** start Selected extract **

Luminous efficacy

Luminous efficacy is a measure of how well a light source produces visible light. It is the ratio of luminous flux to power. Depending on context, the power can be either the radiant flux of the source's output, or it can be the total electric power consumed by the source.[1][2][3] Which sense of the term is intended must usually be inferred from the context, and is sometimes unclear. The former sense is sometimes called luminous efficacy of radiation, and the latter luminous efficacy of a source.

The luminous efficacy of a source is a measure of the efficiency with which the source provides visible light from electricity.[4] The luminous efficacy of radiation describes how well a given quantity of electromagnetic radiation from a source produces visible light: the ratio of luminous flux to radiant flux.[5] Not all wavelengths of light are equally visible, or equally effective at stimulating human vision, due to the spectral sensitivity of the human eye; radiation in the infrared and ultraviolet parts of the spectrum is useless for illumination. The overall luminous efficacy of a source is the product of how well it converts energy to electromagnetic radiation, and how well the emitted radiation is detected by the human eye.

Contents

Efficacy and efficiency

In some systems of units, luminous flux has the same units as radiant flux. The luminous efficacy of radiation is then dimensionless. In this case, it is often instead called the luminous efficiency, and may be expressed as a percentage. A common choice is to choose units such that the maximum possible efficacy, 683 lm/W, corresponds to an efficiency of 100%. The distinction between efficacy and efficiency is not always carefully maintained in published sources, so it is not uncommon to see "efficiencies" expressed in lumens per watt, or "efficacies" expressed as a percentage.

** end Selected extract **

• [Set problem A]
Duplicate the stretch of the luminous efficacy passage from "Luminous efficacy is" through "of a source.".
• [Set problem B]
Carry the luminous efficacy passage forward from its last sentence.
The items after this passage are not needed.

** start Raw data **

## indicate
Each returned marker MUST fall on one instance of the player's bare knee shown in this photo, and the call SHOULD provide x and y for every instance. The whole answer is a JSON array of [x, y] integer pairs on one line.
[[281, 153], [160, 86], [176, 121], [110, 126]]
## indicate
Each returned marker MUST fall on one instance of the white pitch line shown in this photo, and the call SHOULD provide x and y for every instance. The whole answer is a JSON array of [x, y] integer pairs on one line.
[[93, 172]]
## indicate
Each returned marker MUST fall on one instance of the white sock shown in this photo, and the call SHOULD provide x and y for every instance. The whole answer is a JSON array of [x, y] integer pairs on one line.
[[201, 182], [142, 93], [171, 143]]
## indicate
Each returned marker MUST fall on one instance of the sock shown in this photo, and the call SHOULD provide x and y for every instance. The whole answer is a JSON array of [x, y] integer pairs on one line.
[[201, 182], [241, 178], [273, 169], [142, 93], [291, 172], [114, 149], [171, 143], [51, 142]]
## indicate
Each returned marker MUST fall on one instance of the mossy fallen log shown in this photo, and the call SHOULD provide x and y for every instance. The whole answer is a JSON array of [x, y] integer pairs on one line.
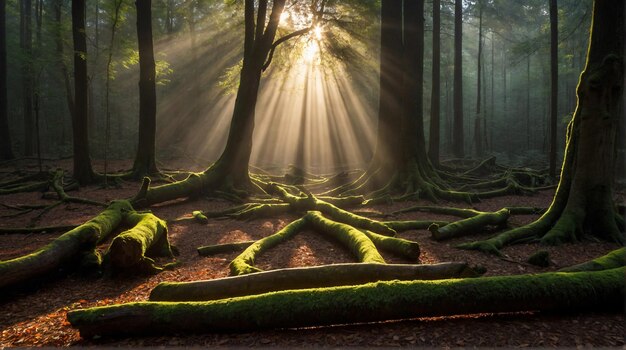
[[131, 250], [469, 225], [224, 248], [380, 301], [400, 226], [306, 277], [356, 241], [64, 249], [407, 249], [242, 264], [614, 259]]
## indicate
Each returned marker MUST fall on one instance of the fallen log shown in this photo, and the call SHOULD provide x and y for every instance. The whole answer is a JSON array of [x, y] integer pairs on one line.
[[469, 225], [224, 248], [63, 249], [389, 300], [305, 277], [614, 259], [131, 250], [243, 263]]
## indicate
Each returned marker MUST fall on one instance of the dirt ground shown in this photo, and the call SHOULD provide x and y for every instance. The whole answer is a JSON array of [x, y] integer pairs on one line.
[[38, 318]]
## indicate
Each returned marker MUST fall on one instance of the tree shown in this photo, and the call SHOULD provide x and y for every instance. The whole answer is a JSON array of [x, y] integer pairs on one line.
[[554, 83], [458, 136], [6, 152], [145, 162], [434, 140], [478, 140], [584, 198], [27, 71], [83, 172], [230, 172]]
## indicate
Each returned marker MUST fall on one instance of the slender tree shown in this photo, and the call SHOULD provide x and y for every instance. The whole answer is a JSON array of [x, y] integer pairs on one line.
[[583, 202], [6, 152], [458, 134], [145, 161], [83, 172], [27, 74], [554, 84], [478, 140], [435, 120]]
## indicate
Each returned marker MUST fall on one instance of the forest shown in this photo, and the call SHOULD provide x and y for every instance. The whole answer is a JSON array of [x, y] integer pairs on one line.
[[288, 173]]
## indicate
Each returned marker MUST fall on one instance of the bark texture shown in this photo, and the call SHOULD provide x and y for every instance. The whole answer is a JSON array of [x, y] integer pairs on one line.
[[391, 300]]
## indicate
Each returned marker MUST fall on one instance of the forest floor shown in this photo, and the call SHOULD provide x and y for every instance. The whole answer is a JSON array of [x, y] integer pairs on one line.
[[38, 318]]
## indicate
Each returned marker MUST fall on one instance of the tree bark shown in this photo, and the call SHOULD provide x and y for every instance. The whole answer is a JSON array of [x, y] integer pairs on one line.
[[64, 249], [304, 278], [27, 75], [82, 161], [145, 161], [554, 84], [458, 135], [435, 133], [6, 149], [393, 300]]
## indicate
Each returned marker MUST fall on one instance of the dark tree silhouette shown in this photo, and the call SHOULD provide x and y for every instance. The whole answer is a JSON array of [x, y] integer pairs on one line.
[[83, 172], [6, 152], [145, 162], [458, 137]]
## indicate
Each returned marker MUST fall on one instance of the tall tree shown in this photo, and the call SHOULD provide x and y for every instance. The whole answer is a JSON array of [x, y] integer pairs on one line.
[[458, 134], [145, 161], [26, 43], [554, 84], [6, 151], [435, 120], [478, 139], [583, 202], [83, 172]]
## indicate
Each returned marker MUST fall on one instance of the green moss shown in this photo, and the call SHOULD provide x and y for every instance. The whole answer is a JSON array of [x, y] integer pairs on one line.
[[402, 247], [540, 258], [390, 300], [356, 241], [469, 225], [65, 248]]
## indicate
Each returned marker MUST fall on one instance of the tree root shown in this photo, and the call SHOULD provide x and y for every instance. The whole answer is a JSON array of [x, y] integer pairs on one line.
[[224, 248], [381, 301], [306, 277], [469, 225], [63, 249], [612, 260]]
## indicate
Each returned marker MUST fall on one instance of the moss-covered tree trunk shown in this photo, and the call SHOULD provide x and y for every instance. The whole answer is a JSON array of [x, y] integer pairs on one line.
[[145, 162], [390, 300], [82, 161], [583, 202], [6, 151]]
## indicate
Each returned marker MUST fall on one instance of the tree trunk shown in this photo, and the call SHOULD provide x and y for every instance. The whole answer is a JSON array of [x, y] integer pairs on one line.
[[584, 198], [27, 75], [554, 84], [458, 135], [477, 122], [145, 161], [393, 300], [388, 154], [82, 161], [6, 150], [304, 278], [435, 121]]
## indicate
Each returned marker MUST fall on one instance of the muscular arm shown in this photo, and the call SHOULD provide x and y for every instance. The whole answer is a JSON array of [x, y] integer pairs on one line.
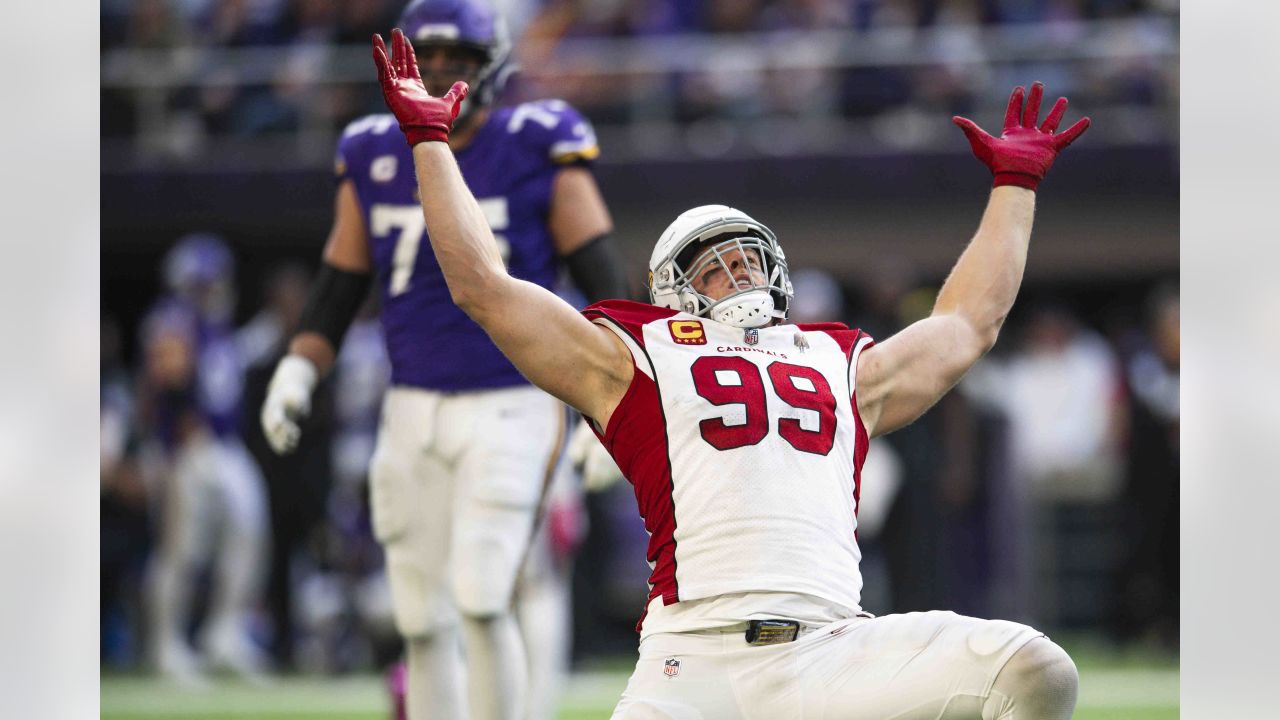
[[347, 249], [903, 377], [551, 343]]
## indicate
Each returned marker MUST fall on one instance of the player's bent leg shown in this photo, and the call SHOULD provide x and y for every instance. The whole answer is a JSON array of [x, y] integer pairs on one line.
[[543, 611], [411, 495], [502, 474], [917, 665], [488, 552], [188, 516], [1040, 682], [242, 546]]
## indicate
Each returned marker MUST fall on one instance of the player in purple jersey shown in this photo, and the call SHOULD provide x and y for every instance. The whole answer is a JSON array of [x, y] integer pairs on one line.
[[211, 496], [466, 443], [746, 478]]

** end Raw data **

• [Final result A]
Luminous efficacy is a measure of how well a light source produces visible light. It is the ratio of luminous flux to power. Depending on context, the power can be either the radiant flux of the source's output, or it can be the total electric power consumed by the source.[1][2][3] Which sense of the term is intended must usually be inferred from the context, and is sometimes unclear. The former sense is sometimes called luminous efficacy of radiation, and the latter luminous efficacy of a source.

• [Final result B]
The luminous coefficient is luminous efficiency expressed as a value between zero and one, with one corresponding to an efficacy of 683 lm/W.

Luminous efficacy of radiation

Explanation

Wavelengths of light outside of the visible spectrum are not useful for illumination because they cannot be seen by the human eye. Furthermore, the eye responds more to some wavelengths of light than others, even within the visible spectrum. This response of the eye is represented by the luminosity function. This is a standardized function which represents the response of a "typical" eye under bright conditions (photopic vision). One can also define a similar curve for dim conditions (scotopic vision). When neither is specified, photopic conditions are generally assumed.

Luminous efficacy of radiation measures the fraction of electromagnetic power which is useful for lighting. It is obtained by dividing the luminous flux by the radiant flux. Light with wavelengths outside the visible spectrum reduces luminous efficacy, because it contributes to the radiant flux while the luminous flux of such light is zero. Wavelengths near the peak of the eye's response contribute more strongly than those near the edges.

In SI, luminous efficacy has units of lumens per watt (lm/W). Photopic luminous efficacy of radiation has a maximum possible value of 683 lm/W, for the case of monochromatic light at a wavelength of 555 nm (green). Scotopic luminous efficacy of radiation reaches a maximum of 1700 lm/W for narrowband light of wavelength 507 nm.

Mathematical definition

The dimensionless luminous efficiency measures the integrated fraction of the radiant power that contributes to its luminous properties as evaluated by means of the standard luminosity function.[6] The luminous coefficient is

\frac{ \int^\infin_0 y_\lambda J_\lambda d\lambda } { \int^\infin_0 J_\lambda d\lambda },

where

yλ is the standard luminosity function,
Jλ is the spectral power distribution of the radiant intensity.

The luminous coefficient is unity for a narrow band of wavelengths at 555 nanometres.

Note that \int^\infin_0 y_\lambda J_\lambda d\lambda is an inner product between y_\lambda and J_\lambda and that \int^\infin_0 J_\lambda d\lambda is the one-norm of J_\lambda.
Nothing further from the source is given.